→ EXERCISE GOAL: Once you reach the line containing "x=372, y=104" in the entries below, write out that line and each one after it down to the line containing "x=35, y=154", exactly and with nothing added.

Natural language region descriptions
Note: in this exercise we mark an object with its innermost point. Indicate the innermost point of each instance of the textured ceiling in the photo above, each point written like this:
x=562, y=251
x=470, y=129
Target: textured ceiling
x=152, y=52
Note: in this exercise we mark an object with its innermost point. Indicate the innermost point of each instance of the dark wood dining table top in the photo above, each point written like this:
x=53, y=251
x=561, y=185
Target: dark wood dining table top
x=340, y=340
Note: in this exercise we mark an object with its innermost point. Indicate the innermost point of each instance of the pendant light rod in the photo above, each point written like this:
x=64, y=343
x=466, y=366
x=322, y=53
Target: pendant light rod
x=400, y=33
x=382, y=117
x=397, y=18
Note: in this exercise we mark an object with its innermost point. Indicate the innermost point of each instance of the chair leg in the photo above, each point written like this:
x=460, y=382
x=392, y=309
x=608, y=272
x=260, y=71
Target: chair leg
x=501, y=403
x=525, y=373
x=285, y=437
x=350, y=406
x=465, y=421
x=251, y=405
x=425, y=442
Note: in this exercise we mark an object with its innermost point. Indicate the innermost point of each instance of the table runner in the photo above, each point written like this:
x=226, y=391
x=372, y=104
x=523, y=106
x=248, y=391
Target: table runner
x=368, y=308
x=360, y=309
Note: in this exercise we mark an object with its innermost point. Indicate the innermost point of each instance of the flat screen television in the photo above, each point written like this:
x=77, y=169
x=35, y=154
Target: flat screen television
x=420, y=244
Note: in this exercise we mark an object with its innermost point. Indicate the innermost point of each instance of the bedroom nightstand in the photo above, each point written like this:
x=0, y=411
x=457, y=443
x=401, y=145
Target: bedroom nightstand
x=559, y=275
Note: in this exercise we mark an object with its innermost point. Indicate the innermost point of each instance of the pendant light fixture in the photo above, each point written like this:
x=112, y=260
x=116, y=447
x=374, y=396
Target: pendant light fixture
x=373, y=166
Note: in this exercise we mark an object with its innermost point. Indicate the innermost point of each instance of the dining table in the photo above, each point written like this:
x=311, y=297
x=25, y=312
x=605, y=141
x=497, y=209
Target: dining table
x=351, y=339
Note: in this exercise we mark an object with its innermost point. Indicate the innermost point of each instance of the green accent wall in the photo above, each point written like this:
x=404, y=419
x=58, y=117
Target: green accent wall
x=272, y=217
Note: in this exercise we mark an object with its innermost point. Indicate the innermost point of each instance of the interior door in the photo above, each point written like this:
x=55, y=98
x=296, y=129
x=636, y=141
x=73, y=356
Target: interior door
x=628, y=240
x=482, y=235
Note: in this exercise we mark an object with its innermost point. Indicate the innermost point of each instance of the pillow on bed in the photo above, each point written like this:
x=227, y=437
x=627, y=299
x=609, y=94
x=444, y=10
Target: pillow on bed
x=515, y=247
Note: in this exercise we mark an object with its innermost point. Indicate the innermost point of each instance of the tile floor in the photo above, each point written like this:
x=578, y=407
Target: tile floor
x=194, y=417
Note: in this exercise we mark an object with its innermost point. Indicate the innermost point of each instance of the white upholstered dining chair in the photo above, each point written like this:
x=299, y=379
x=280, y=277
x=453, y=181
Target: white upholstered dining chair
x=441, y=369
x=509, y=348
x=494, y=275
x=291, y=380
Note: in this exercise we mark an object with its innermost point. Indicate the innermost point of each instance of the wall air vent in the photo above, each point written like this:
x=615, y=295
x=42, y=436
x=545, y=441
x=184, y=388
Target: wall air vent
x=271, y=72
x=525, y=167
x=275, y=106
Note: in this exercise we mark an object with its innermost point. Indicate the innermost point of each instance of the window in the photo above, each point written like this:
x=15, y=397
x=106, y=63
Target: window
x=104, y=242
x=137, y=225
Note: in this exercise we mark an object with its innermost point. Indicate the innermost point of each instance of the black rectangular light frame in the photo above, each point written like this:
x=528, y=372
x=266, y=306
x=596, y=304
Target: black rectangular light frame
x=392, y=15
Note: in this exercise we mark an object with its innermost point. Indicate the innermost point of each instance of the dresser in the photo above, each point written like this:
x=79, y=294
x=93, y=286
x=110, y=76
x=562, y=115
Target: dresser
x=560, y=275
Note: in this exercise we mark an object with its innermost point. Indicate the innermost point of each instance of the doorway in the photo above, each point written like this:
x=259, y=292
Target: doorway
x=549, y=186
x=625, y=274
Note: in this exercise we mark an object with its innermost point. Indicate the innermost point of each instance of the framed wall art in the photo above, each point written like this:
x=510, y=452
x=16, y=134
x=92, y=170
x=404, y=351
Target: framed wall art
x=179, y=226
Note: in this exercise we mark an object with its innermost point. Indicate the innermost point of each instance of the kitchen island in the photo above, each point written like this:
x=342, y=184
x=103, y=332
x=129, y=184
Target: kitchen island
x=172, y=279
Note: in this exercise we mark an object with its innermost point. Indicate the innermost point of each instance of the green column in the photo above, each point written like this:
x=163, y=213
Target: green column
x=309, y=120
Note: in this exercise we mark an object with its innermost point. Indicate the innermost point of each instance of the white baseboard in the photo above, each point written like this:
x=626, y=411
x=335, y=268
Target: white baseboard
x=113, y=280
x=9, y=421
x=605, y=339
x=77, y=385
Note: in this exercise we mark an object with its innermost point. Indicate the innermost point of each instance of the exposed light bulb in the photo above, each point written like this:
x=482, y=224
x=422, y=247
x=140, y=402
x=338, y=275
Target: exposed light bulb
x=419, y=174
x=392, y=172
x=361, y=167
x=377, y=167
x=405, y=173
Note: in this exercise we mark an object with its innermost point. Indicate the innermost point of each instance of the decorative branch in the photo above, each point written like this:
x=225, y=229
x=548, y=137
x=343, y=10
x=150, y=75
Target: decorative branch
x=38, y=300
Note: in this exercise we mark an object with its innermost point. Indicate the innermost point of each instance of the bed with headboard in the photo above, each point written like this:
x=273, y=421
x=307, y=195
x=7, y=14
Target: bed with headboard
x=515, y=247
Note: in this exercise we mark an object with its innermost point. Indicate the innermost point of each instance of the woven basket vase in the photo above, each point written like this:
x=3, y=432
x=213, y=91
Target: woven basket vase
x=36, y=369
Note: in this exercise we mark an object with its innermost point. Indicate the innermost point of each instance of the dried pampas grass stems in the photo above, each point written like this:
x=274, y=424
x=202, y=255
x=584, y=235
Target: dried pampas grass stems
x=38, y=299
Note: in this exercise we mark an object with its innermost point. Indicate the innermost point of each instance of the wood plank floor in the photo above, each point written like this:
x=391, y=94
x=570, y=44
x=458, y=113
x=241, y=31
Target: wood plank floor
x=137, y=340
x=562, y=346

→ TASK OUTPUT:
x=372, y=104
x=523, y=106
x=248, y=391
Target: table runner
x=368, y=308
x=360, y=309
Note: in this exercise we mark an object with its innermost point. Indicate the innermost point of each instance of the flat screen television in the photo above, each point written like this:
x=77, y=169
x=35, y=154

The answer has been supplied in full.